AIM OF THE EXERCISE ▸
The full listing below should be printed word for word.

____

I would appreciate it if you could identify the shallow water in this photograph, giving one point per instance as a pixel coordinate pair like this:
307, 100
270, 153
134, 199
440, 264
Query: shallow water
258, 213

____

ANSWER TO THIS PROBLEM ▸
I would appreciate it if you could identify the shallow water in this photograph, giving one point per instance as a pixel coordinate pair like this:
307, 100
270, 153
134, 199
440, 264
Query: shallow water
258, 213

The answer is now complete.